____ DATASET

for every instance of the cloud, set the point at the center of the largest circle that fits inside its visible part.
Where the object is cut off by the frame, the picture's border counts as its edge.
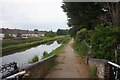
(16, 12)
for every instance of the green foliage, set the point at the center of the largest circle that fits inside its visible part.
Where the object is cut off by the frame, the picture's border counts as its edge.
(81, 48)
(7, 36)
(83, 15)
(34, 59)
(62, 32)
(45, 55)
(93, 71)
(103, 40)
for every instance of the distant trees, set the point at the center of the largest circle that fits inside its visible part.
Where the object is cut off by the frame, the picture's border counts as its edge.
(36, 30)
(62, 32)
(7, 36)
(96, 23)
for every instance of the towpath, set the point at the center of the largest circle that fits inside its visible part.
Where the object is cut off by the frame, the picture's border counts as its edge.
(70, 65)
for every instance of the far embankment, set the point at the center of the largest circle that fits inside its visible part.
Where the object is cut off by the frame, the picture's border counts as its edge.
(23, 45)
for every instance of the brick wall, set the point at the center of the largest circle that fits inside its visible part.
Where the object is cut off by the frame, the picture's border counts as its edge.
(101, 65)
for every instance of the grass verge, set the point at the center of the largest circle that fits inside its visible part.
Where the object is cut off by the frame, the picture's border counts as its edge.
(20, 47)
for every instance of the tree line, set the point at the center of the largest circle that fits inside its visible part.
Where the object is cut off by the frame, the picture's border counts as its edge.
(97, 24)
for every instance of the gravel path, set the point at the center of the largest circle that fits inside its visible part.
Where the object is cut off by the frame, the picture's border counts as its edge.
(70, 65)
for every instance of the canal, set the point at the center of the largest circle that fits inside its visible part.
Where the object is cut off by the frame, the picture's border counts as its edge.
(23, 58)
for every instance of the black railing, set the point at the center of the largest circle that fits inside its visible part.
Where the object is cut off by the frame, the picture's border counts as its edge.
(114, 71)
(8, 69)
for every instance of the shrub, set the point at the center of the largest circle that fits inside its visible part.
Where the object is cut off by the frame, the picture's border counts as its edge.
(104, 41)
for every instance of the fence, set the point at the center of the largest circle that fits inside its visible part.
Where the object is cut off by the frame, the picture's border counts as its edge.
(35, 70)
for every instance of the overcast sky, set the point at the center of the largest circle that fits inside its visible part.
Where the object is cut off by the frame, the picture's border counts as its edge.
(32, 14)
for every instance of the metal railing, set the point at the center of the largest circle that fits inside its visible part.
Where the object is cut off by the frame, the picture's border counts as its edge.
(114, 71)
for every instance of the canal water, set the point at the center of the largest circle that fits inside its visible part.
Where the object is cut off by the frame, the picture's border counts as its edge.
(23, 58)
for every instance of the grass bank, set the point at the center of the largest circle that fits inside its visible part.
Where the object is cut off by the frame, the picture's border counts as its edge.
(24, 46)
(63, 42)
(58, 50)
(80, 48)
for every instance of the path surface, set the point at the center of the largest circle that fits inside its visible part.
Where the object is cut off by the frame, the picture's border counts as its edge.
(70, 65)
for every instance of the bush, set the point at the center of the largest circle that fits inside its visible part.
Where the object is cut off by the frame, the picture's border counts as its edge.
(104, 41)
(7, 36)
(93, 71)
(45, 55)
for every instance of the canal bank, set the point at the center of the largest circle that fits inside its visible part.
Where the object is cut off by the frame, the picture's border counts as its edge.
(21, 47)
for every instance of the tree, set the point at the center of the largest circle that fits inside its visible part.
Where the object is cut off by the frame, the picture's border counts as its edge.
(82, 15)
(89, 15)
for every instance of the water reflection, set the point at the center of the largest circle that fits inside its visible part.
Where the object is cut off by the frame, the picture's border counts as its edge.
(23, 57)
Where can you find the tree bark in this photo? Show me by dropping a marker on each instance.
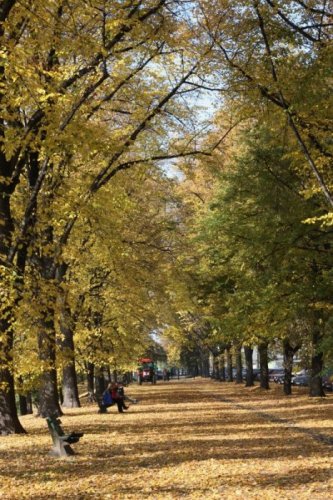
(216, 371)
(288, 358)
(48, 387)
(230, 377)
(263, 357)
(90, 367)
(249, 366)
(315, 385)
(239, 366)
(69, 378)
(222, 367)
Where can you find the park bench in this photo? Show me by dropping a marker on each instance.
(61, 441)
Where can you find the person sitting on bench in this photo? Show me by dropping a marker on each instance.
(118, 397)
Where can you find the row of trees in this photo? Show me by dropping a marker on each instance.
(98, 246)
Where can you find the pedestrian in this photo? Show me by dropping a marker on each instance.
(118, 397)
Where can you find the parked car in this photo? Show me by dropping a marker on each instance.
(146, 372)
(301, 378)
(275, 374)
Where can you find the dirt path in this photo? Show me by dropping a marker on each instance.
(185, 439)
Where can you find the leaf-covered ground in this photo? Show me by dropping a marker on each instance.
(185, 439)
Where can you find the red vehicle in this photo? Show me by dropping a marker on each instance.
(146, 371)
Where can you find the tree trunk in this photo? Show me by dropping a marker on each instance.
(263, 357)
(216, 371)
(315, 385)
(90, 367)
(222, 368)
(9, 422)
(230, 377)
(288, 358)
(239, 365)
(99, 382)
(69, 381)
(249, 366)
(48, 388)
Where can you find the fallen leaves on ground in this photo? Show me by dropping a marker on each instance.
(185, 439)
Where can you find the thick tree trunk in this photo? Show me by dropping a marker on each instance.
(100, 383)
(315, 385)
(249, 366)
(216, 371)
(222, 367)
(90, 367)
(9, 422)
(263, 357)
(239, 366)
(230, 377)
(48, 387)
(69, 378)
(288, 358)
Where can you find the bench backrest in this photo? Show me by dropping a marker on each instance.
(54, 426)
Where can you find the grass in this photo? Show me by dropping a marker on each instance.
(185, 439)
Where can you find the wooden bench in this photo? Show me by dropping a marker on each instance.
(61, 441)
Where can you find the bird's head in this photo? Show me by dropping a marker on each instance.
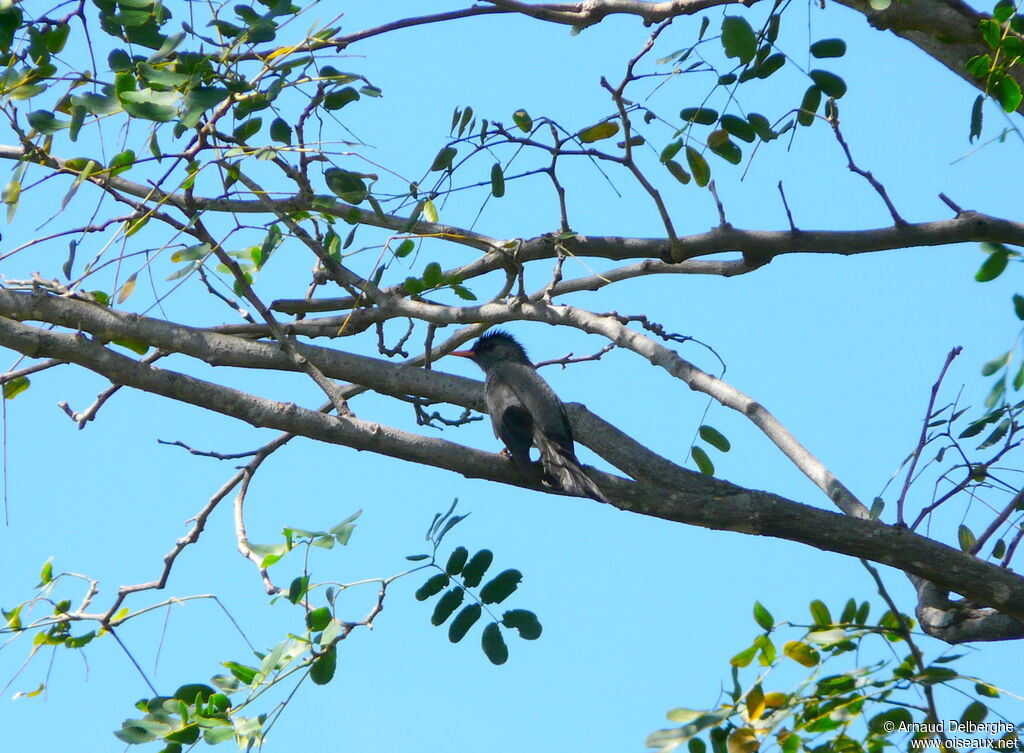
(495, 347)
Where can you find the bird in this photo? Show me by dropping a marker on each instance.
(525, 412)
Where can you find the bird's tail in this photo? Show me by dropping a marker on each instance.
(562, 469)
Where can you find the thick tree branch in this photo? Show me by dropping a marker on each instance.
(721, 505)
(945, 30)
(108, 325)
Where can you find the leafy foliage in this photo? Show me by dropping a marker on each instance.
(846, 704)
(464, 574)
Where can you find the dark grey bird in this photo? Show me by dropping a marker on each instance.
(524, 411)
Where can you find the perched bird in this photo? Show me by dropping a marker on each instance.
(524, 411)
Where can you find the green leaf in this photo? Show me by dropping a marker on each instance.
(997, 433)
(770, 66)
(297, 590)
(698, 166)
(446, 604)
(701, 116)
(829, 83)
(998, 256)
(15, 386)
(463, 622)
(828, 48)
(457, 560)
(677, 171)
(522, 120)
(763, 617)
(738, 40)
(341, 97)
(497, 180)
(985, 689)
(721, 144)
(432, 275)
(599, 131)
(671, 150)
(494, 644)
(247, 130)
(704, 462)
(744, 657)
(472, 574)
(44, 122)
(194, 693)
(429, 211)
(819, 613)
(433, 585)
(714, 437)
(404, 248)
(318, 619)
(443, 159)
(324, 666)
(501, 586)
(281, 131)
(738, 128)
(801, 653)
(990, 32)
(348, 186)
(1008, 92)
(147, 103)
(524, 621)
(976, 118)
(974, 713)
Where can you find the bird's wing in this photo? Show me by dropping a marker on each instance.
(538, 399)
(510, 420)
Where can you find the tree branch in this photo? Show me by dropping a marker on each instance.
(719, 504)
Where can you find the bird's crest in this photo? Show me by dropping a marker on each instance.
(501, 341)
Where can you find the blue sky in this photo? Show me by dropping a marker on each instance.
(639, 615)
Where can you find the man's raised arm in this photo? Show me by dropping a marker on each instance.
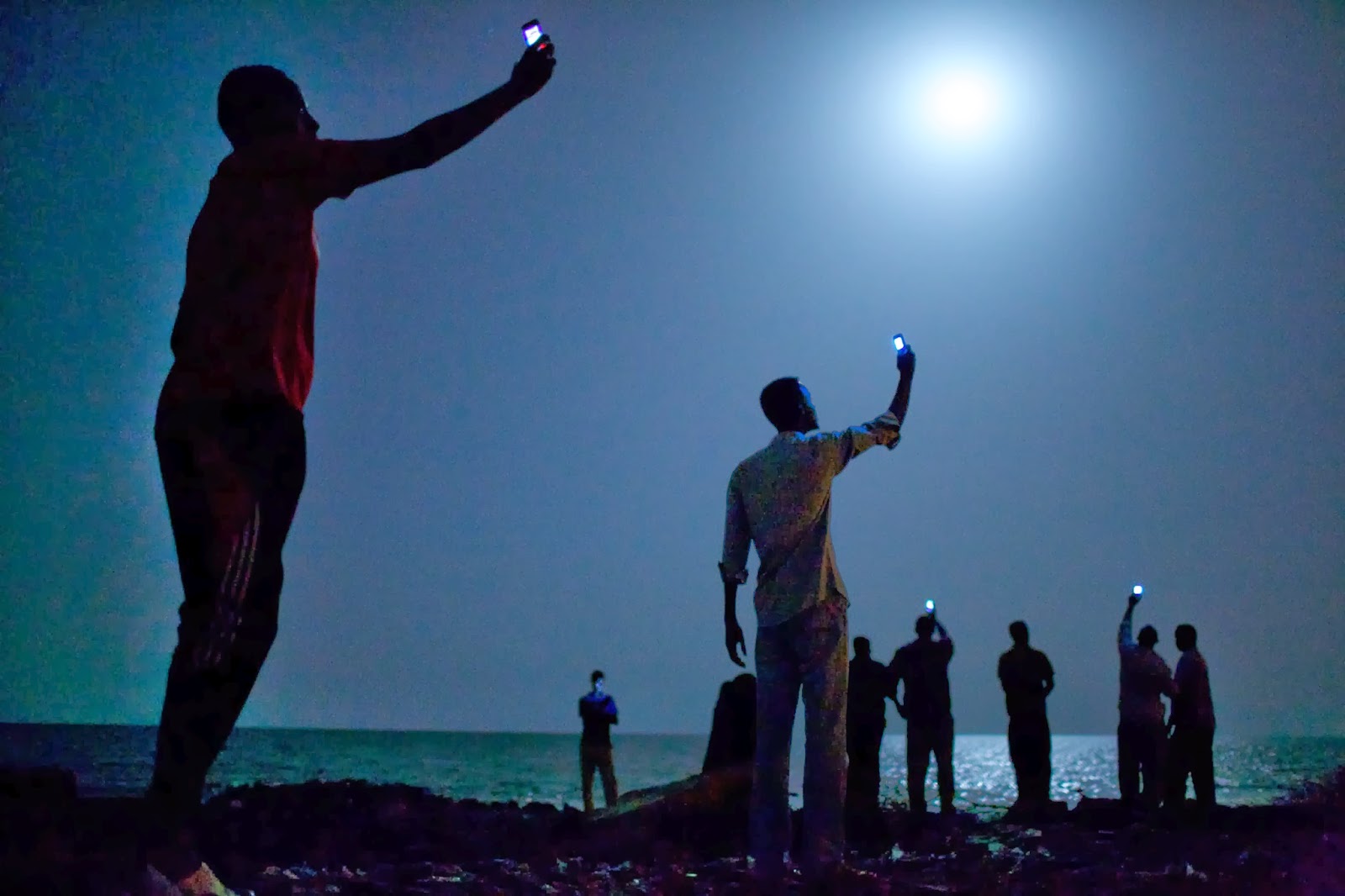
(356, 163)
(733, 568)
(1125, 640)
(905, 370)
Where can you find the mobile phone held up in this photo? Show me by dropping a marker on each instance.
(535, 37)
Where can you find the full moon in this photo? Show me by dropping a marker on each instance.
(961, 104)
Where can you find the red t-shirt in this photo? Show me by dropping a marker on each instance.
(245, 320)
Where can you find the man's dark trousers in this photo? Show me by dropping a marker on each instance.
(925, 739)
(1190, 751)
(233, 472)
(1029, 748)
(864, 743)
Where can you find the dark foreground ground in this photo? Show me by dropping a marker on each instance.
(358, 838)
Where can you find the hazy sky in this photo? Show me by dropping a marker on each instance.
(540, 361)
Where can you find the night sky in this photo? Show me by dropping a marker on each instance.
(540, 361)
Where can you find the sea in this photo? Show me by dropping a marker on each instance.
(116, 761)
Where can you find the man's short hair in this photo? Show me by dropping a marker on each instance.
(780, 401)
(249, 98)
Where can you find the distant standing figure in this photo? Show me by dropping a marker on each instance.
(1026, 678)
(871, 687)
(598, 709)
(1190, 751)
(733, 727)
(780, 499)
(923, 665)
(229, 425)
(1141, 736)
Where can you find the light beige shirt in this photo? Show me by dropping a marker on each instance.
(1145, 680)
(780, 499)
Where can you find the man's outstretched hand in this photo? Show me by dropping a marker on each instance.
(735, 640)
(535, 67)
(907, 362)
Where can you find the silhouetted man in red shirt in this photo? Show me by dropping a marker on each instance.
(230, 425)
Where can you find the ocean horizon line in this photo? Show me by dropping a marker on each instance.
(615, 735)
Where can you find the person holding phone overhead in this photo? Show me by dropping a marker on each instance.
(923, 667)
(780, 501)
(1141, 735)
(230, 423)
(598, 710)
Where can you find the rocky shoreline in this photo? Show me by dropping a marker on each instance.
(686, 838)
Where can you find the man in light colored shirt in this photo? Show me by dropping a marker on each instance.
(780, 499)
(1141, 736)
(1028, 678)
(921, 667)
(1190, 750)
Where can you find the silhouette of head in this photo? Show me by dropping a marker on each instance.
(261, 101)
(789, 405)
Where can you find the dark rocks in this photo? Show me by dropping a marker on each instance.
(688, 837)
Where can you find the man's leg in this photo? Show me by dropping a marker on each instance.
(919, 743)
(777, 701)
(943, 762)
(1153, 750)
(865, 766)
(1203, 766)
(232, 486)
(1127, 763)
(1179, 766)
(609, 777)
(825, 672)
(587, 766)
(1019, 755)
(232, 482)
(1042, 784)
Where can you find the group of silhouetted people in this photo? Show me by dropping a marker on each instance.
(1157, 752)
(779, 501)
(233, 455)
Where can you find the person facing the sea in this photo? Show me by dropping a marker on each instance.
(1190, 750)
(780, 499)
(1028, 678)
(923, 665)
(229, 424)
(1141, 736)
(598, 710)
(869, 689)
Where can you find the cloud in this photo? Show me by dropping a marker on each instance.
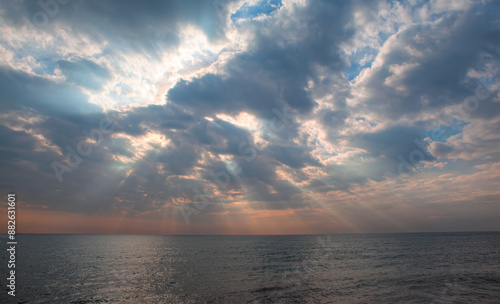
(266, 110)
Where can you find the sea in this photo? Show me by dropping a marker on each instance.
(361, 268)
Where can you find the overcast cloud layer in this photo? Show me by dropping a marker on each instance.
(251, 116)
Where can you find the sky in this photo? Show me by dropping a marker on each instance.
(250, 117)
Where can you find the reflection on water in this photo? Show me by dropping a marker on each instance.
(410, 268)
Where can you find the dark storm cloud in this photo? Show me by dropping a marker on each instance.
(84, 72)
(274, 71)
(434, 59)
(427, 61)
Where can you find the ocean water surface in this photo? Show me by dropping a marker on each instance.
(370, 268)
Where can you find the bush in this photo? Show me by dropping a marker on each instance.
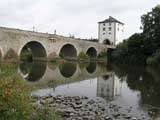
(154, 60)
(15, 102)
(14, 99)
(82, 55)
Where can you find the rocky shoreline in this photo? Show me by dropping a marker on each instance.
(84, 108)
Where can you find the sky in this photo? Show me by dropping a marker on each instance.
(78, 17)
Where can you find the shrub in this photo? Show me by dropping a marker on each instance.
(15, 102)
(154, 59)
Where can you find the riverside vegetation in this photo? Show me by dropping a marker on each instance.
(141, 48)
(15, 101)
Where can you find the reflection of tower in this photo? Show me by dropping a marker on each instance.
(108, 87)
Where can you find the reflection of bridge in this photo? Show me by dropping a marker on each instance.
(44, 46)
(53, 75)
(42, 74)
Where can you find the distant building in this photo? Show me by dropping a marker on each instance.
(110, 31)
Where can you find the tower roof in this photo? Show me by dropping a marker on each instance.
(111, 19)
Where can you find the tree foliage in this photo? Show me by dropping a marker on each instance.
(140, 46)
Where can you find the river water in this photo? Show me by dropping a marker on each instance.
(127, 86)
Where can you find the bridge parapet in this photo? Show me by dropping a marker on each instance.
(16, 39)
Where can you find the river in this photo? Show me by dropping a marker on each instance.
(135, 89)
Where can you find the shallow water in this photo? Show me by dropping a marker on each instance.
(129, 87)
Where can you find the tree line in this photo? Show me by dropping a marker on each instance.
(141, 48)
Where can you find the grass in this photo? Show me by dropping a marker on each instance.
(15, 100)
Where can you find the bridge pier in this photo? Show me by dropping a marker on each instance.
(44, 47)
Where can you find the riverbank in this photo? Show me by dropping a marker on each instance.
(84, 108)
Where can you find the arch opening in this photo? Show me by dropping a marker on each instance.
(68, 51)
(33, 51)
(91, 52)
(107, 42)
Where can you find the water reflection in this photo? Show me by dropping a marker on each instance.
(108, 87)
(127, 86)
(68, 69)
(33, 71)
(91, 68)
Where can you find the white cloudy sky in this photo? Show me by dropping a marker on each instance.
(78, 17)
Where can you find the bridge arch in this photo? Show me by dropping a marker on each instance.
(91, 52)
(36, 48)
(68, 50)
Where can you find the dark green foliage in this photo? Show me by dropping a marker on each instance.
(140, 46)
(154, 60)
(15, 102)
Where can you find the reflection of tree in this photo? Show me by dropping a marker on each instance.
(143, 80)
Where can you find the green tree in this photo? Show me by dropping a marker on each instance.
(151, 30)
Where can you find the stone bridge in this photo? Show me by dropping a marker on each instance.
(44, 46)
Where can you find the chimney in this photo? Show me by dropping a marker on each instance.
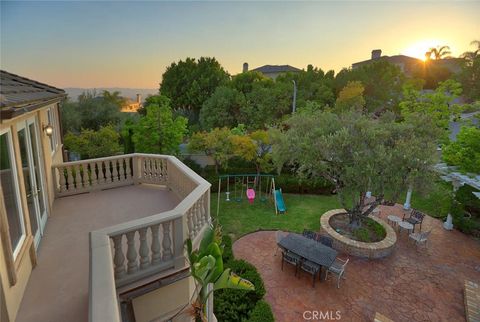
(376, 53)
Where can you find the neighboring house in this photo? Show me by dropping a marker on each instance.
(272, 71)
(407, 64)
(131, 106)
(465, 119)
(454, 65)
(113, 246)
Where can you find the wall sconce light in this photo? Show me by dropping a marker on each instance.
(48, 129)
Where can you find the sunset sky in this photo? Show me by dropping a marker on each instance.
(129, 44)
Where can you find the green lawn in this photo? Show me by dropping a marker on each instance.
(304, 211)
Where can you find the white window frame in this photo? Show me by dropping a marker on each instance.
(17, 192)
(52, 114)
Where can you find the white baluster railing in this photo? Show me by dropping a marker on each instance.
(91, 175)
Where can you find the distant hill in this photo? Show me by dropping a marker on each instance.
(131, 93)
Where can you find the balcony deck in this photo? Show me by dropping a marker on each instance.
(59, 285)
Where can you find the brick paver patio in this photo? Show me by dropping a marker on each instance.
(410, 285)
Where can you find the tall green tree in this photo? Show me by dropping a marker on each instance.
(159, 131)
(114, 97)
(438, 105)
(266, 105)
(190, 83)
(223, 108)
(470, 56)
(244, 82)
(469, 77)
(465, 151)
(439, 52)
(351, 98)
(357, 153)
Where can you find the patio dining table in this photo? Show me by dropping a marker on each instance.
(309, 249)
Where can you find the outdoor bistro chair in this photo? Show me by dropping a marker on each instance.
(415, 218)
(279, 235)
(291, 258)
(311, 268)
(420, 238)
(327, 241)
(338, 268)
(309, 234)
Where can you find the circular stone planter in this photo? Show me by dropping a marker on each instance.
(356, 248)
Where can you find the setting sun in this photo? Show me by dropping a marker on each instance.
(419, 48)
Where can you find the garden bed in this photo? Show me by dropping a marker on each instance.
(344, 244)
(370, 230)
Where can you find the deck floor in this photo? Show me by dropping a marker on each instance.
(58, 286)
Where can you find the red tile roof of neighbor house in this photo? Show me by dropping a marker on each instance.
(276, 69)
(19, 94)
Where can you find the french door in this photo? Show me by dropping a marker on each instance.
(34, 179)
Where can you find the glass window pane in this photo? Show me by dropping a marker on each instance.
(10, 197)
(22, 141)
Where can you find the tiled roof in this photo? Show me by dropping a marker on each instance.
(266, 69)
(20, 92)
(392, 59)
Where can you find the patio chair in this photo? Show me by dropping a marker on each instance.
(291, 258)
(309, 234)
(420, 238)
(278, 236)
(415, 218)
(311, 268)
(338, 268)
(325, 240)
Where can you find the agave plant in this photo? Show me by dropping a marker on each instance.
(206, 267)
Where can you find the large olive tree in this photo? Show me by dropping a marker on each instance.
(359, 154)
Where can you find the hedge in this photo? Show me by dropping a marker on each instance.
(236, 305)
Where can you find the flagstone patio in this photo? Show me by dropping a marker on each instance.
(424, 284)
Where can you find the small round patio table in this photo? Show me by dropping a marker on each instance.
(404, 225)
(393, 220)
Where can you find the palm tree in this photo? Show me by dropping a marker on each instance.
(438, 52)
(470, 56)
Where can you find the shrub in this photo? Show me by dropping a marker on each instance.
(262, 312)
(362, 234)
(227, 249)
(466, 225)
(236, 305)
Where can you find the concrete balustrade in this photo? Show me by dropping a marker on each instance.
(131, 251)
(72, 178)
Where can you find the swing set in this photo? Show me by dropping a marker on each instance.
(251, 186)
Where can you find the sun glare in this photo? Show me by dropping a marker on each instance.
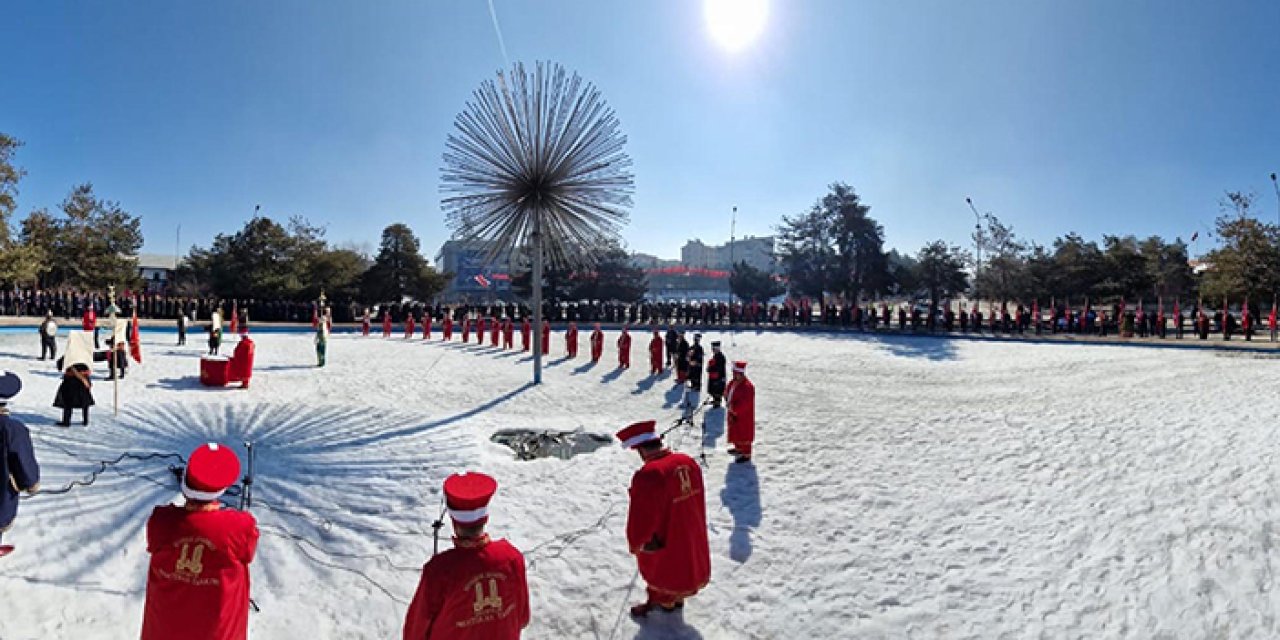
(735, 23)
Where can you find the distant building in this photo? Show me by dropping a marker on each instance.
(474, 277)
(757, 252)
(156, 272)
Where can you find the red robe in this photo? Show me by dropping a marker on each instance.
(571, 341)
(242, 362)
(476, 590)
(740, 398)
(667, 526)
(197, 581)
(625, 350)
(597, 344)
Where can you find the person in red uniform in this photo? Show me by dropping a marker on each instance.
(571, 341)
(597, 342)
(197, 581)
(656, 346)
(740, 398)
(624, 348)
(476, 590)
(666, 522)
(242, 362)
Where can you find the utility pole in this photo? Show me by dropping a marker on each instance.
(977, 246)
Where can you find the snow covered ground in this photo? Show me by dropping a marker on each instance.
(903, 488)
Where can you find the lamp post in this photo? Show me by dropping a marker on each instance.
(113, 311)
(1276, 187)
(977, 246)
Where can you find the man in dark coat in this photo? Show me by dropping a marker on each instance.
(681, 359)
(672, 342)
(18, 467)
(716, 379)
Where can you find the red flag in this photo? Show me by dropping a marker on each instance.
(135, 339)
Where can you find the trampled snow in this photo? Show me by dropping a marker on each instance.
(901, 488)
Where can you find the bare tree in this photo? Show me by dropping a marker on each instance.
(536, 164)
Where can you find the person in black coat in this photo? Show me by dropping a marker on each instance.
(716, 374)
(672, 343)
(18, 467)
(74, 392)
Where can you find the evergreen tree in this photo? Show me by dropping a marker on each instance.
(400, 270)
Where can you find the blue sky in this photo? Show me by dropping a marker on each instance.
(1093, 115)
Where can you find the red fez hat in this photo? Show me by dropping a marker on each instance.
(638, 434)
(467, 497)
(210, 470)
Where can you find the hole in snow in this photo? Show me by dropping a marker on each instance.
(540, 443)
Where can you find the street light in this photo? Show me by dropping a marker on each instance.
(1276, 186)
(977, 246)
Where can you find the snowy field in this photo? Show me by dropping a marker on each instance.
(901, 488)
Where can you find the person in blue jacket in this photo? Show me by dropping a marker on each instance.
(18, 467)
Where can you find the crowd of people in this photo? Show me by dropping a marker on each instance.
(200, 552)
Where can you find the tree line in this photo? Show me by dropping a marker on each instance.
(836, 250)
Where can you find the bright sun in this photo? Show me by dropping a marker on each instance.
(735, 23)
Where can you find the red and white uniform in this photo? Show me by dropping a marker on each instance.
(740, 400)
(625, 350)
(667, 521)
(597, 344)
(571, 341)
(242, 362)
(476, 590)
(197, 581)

________

PROBLEM TO SOLVE: Within the listing above, find every line containing the string "canal" and return it.

COMPLETED TASK:
for every instance of the canal, set the point at the center of the largest circle that fits inside its visible part.
for every instance of the canal water, set the point at the center of the largest circle that fits inside its visible part.
for every instance of the canal bank, set the point at the center of the largest circle that fits inside its visible part.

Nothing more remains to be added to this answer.